-- START EXERCISE MATERIAL --

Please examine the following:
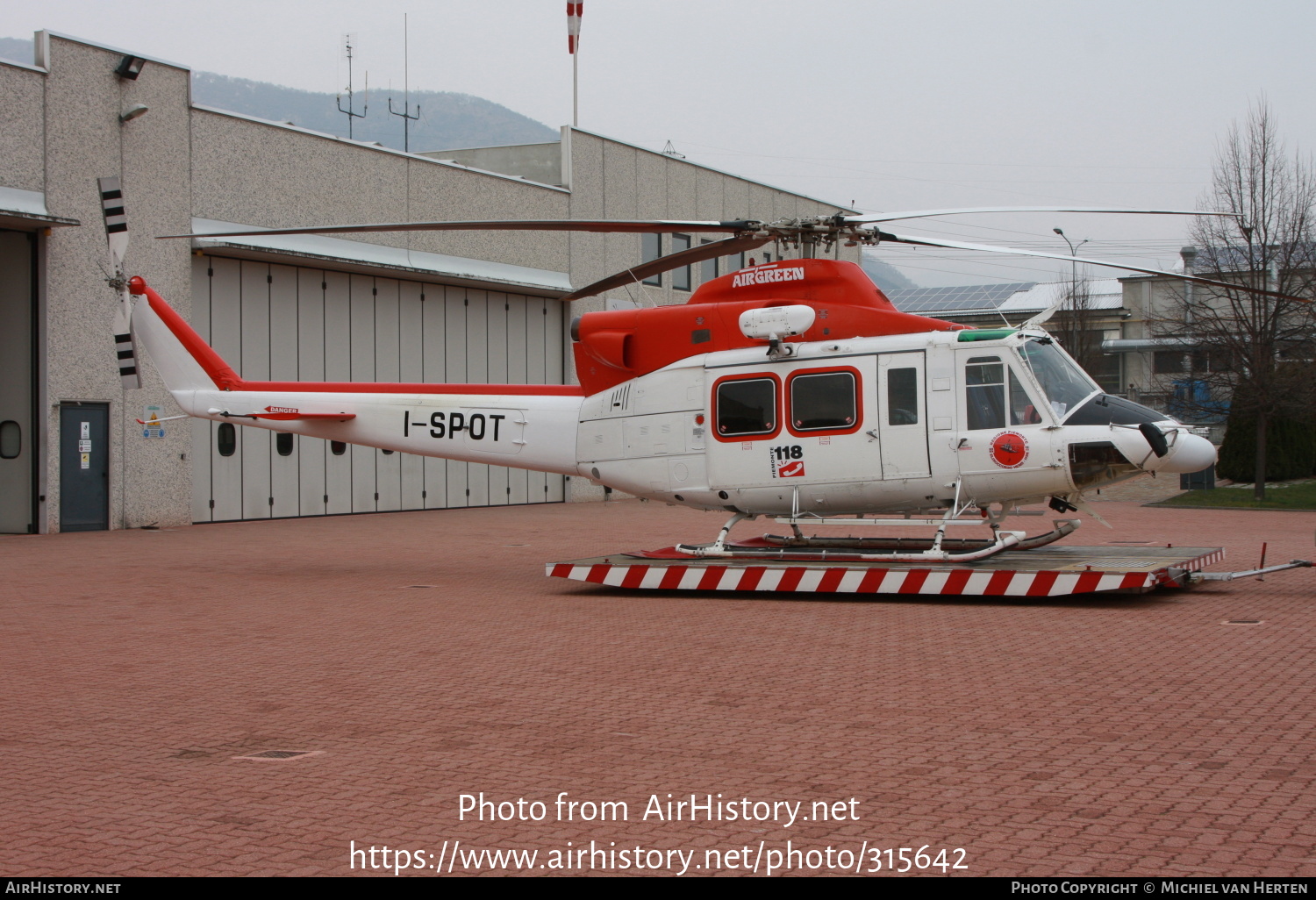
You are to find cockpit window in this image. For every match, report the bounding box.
[965,357,1005,432]
[1019,339,1100,418]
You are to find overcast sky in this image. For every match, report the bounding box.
[3,0,1316,284]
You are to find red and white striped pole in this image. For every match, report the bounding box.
[568,2,584,128]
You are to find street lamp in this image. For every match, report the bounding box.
[1052,228,1090,289]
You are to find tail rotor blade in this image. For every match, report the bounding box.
[97,176,142,389]
[97,178,128,276]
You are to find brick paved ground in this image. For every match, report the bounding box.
[0,502,1316,875]
[1089,475,1184,505]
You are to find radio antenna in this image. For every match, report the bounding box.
[389,13,420,153]
[337,34,370,141]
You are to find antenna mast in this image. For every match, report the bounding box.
[337,34,370,141]
[389,13,420,153]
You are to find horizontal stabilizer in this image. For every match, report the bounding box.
[205,407,357,423]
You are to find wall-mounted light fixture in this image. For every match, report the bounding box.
[115,54,147,82]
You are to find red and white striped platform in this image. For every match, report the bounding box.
[545,545,1226,597]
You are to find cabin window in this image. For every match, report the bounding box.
[671,234,690,291]
[640,233,662,287]
[887,368,919,425]
[1007,368,1042,425]
[215,423,239,457]
[965,357,1005,432]
[791,373,858,432]
[718,378,776,437]
[0,418,23,460]
[699,239,719,284]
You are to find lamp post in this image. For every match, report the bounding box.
[1052,228,1092,368]
[1052,228,1090,286]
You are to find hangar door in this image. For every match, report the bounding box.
[192,257,563,523]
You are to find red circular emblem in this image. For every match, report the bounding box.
[989,432,1028,468]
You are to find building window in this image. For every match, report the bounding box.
[215,423,239,457]
[699,239,719,284]
[0,418,23,460]
[791,373,858,432]
[718,378,776,437]
[1152,350,1186,375]
[671,234,690,291]
[640,234,662,287]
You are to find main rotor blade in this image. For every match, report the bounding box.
[878,232,1311,303]
[560,237,773,300]
[844,207,1236,225]
[160,218,762,239]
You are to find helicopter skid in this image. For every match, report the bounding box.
[545,539,1224,597]
[763,518,1078,560]
[676,532,1026,563]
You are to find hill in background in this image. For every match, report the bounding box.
[861,253,919,291]
[0,39,558,150]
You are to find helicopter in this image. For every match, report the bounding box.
[100,179,1295,563]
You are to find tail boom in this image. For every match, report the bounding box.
[131,278,584,475]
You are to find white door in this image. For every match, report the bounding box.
[878,350,932,479]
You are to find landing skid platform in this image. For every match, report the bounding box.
[545,545,1226,597]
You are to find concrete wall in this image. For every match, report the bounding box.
[0,34,860,531]
[0,60,46,191]
[42,37,191,531]
[420,141,566,187]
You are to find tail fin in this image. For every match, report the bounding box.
[128,276,242,391]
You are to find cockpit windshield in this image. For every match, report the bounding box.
[1019,337,1102,418]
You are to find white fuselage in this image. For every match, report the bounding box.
[134,284,1215,516]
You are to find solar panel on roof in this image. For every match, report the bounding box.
[887,282,1037,313]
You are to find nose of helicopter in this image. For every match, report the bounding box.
[1148,432,1216,473]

-- END EXERCISE MATERIAL --

- STATED GOAL -
Reproduce verbatim the lines from the one containing "You are to find cabin" up to and including the one containing "[192,257,563,523]".

- SOLVED PROBLEM -
You are to find cabin window in this image. For every match, report the bounding box.
[671,234,690,291]
[640,233,662,287]
[887,368,919,425]
[1007,368,1042,425]
[215,423,239,457]
[965,357,1005,432]
[791,373,858,432]
[718,378,776,437]
[0,418,23,460]
[699,239,719,284]
You are to find lamp post in this image. For every match, report the bounding box.
[1052,228,1092,368]
[1052,228,1090,286]
You are to find hangar door in this image. For every match, report the bounding box.
[192,257,563,523]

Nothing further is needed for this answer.